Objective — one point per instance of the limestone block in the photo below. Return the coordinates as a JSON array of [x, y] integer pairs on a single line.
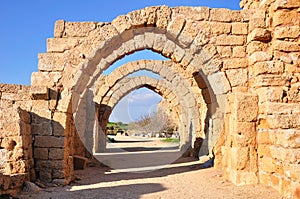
[[255, 46], [220, 14], [244, 134], [78, 29], [219, 83], [286, 4], [269, 80], [237, 77], [49, 141], [45, 78], [257, 23], [283, 17], [239, 158], [259, 57], [56, 154], [220, 28], [263, 138], [266, 164], [287, 138], [229, 40], [138, 17], [224, 51], [39, 92], [61, 44], [287, 46], [283, 121], [268, 67], [269, 94], [51, 61], [287, 32], [234, 63], [41, 153], [192, 13], [163, 17], [58, 174], [121, 23], [59, 28], [239, 28], [245, 107], [259, 34], [239, 51], [189, 32], [176, 26]]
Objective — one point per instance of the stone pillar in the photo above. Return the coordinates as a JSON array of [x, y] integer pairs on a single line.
[[240, 152]]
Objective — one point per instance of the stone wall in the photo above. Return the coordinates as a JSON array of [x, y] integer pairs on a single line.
[[16, 162], [277, 82], [241, 67]]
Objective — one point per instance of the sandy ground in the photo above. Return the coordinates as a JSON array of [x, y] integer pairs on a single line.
[[184, 179]]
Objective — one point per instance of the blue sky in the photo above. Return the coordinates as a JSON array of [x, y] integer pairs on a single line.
[[25, 26]]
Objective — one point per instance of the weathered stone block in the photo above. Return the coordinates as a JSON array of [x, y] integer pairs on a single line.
[[283, 17], [269, 80], [193, 13], [239, 51], [244, 134], [268, 67], [176, 26], [245, 107], [219, 83], [189, 32], [239, 158], [41, 153], [59, 28], [51, 61], [259, 34], [229, 40], [39, 92], [59, 45], [270, 94], [224, 51], [56, 154], [220, 28], [220, 14], [235, 63], [49, 141], [78, 29], [286, 32], [287, 46], [237, 77], [266, 164], [256, 23], [239, 28], [163, 17], [259, 57]]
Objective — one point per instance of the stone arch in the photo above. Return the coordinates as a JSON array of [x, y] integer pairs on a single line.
[[161, 87], [201, 59], [169, 71], [99, 45]]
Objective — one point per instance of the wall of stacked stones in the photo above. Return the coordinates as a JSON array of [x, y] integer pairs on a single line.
[[277, 83], [16, 162], [252, 70]]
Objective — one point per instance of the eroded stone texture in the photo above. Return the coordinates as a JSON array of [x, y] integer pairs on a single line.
[[240, 67]]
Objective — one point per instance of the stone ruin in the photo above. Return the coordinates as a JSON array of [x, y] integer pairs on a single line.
[[234, 76]]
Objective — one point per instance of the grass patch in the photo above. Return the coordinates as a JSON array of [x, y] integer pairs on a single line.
[[173, 140]]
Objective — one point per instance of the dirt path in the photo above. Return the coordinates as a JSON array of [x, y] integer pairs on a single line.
[[181, 180]]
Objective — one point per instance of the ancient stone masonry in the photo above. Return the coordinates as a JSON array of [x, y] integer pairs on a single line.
[[233, 76], [16, 162]]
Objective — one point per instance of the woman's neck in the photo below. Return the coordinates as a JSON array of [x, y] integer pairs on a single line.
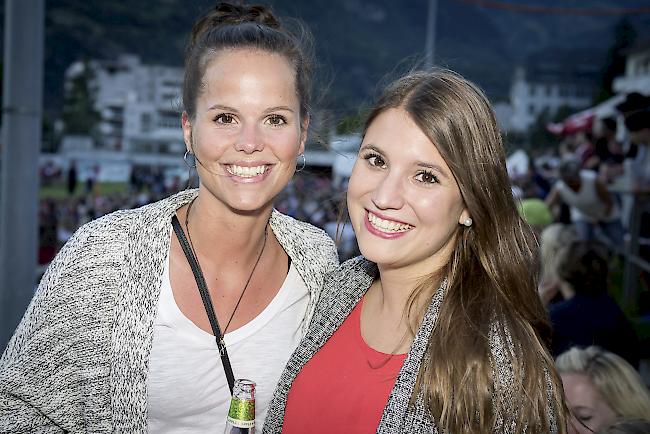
[[221, 234]]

**Work item**
Reproduce the material above verbatim; omit every picture.

**Answer for this exercise**
Objective — one point per instance of the limestone block in the photo below. Return the coordinates as a JSON array of [x, y] integer pairs on a single line.
[[255, 46], [220, 14], [244, 134], [78, 29], [219, 83], [286, 4], [269, 80], [237, 77], [49, 141], [45, 78], [257, 23], [283, 17], [239, 158], [259, 57], [56, 154], [220, 28], [263, 138], [266, 164], [287, 138], [229, 40], [138, 17], [224, 51], [39, 92], [61, 44], [287, 46], [283, 121], [268, 67], [269, 94], [51, 61], [287, 32], [234, 63], [41, 153], [192, 13], [163, 17], [58, 174], [121, 23], [59, 28], [239, 28], [245, 107], [259, 34], [239, 51], [189, 32], [176, 26]]
Objective — one point per instance of the stone pillar in the photo above. Return the coordinates as a JSON array of [x, y] integer pairs on a single line.
[[240, 152]]
Objective — one point per instance of the stone wall in the photo above. Return the coordinates as a JSON array of [x, y] integer pairs on a single line.
[[16, 162], [277, 82], [241, 67]]
Objective — one point per instance of the sandy ground in the photo above. Return the coordinates as a JSON array of [x, y] integer pairs on a single line.
[[184, 179]]
Objective — one point per instance of the blue sky in the photo above. Return the coordinates as a JSON array of [x, y] integer pairs on a single line.
[[25, 26]]
Objective — one point per instance of the weathered stone block in the photo above. Return the coordinates as a JSON array of [x, y] integer pairs on a single line.
[[283, 17], [269, 80], [193, 13], [239, 51], [244, 134], [268, 67], [176, 26], [245, 107], [219, 83], [189, 32], [239, 158], [41, 153], [59, 28], [51, 61], [259, 34], [229, 40], [39, 92], [59, 45], [270, 94], [224, 51], [56, 154], [220, 28], [220, 14], [235, 63], [49, 141], [78, 29], [286, 32], [287, 46], [237, 77], [266, 164], [256, 23], [239, 28], [163, 17], [259, 57]]
Objective — one point per instance of the stone arch in the photo above. Return the coordinates as a JSON array of [x, y] integer pairs on a single line.
[[161, 87], [201, 59], [169, 71], [99, 45]]
Objective — one point per instance of the wall of stacked stones in the photo above. Return the coordinates as a JSON array of [x, y] integer pairs on a single line.
[[277, 83], [16, 162], [252, 70]]
Objective — one point per instance of the eroded stone texture in the photo above. Return the coordinates as a JSON array of [x, y] integer pairs on a single line.
[[240, 67]]
Objective — one point per instance of the stone ruin in the photo above. Return the coordinates as a JSON array of [x, y] integer pairs on a single line.
[[234, 76]]
Objective — one point per instance of the grass patch in the photo above. Return the coordinates as a JSON array of [x, y] integer pairs on a single line.
[[173, 140]]
Objective — one point per instance of the dirt path in the photo above. Return the coordinates as a JSON array of [x, y] integer pairs on a single line.
[[181, 180]]
Objective — one point per instance of the ancient stone masonry in the photo above. Return the coordinates as a JSON array of [x, y] integer pairs on a single line.
[[233, 76], [16, 162]]
Objective — one point per instance of the woman's neck in the photo below. Return the coordinates as a JSON array of [x, y] integer pairs on a single line.
[[221, 234]]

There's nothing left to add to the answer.